(Extract to read):
PETALING JAYA: Glove maker WRP Asia Pacific Sdn Bhd (WRP) confirmed that the Malaysian Anti-Corruption Commission (MACC) raided its premises today as part of investigations into alleged misappropriation of funds by a former CEO.
The CEO was removed from his position at the helm of one of the country’s leading rubber glove manufacturers last November after accusations of mismanagement by the company’s board of directors.
Apart from claiming that the CEO had refused to answer to the board and allegedly wanted to wind up the company, the board filed action against him for criminal breach of trust involving RM8.4 million.
In a statement today, WRP’s lawyers said while the raid “is not something that any company wants”, it marked another step forward in its efforts to hold the company’s previous management accountable for their actions.
“It gives us renewed hope that those who (allegedly) jeopardised the company’s finances and credibility for personal gain will be taken to task and be held answerable for all the instability they have caused,” said Thomas Philip Advocates and Solicitors.
“The new board of directors is more than willing to cooperate and be of any assistance in these ongoing investigations.”
WRP’s new board of directors, which gained possession of the company in January, said it had uncovered “substantial issues” with the help of forensic auditors.
Apart from use of the company’s funds, they claimed there were discrepancies relating to regulatory compliance in the employment of workers.
WRP was in the headlines in January 2019 when nearly 2,000 Nepali workers staged a three-day strike after claiming they had not been paid for three months.
A subsequent investigation by the Labour Department found that the company was guilty of withholding workers’ salaries, not paying overtime wages and making unfair pay cuts and that it had wrongful working hours during breaks and public holidays.
In September, WRP’s exports to the United States were banned by US Customs and Border Protection after charges that its gloves were produced with forced labour.
The ban was lifted in March this year amid a surge in demand for medical gloves due to the Covid-19 pandemic.

(Record excerpts):
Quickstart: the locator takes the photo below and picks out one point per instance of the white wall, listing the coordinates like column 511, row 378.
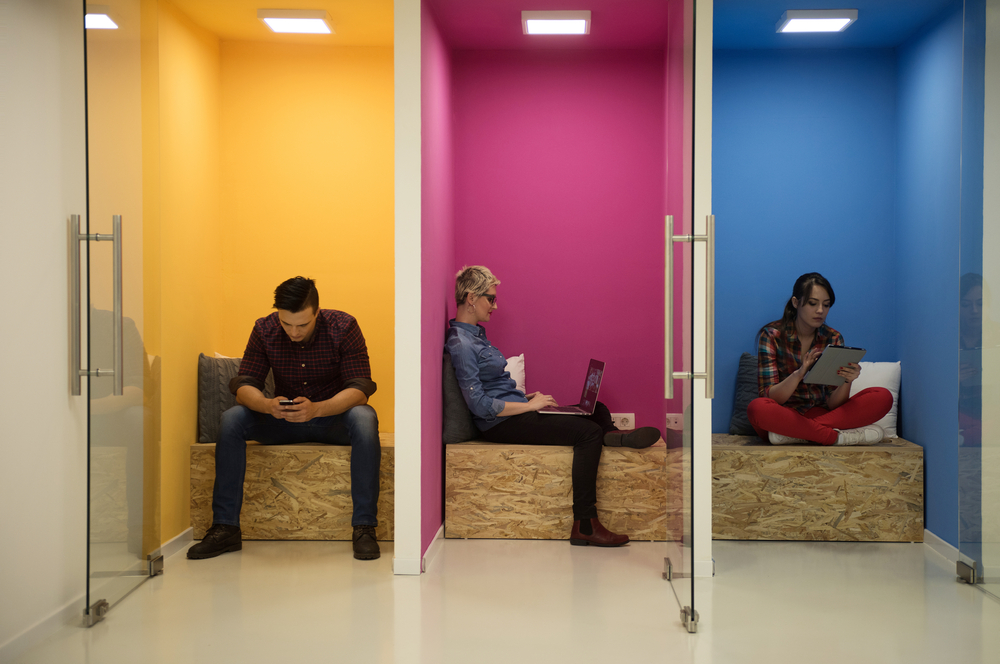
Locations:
column 406, row 62
column 991, row 305
column 43, row 465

(Tasks to carry out):
a - Rewrite the passage of the glove maker report starting at "WRP was in the" and ending at "the Covid-19 pandemic.", changing "three-day strike" to "three-day walkout".
b - Which organizations are named in the glove maker report?

(Per-task outputs):
a -
WRP was in the headlines in January 2019 when nearly 2,000 Nepali workers staged a three-day walkout after claiming they had not been paid for three months.
A subsequent investigation by the Labour Department found that the company was guilty of withholding workers’ salaries, not paying overtime wages and making unfair pay cuts and that it had wrongful working hours during breaks and public holidays.
In September, WRP’s exports to the United States were banned by US Customs and Border Protection after charges that its gloves were produced with forced labour.
The ban was lifted in March this year amid a surge in demand for medical gloves due to the Covid-19 pandemic.

b -
- WRP Asia Pacific Sdn Bhd (WRP)
- Malaysian Anti-Corruption Commission (MACC)
- Thomas Philip Advocates and Solicitors
- Labour Department
- US Customs and Border Protection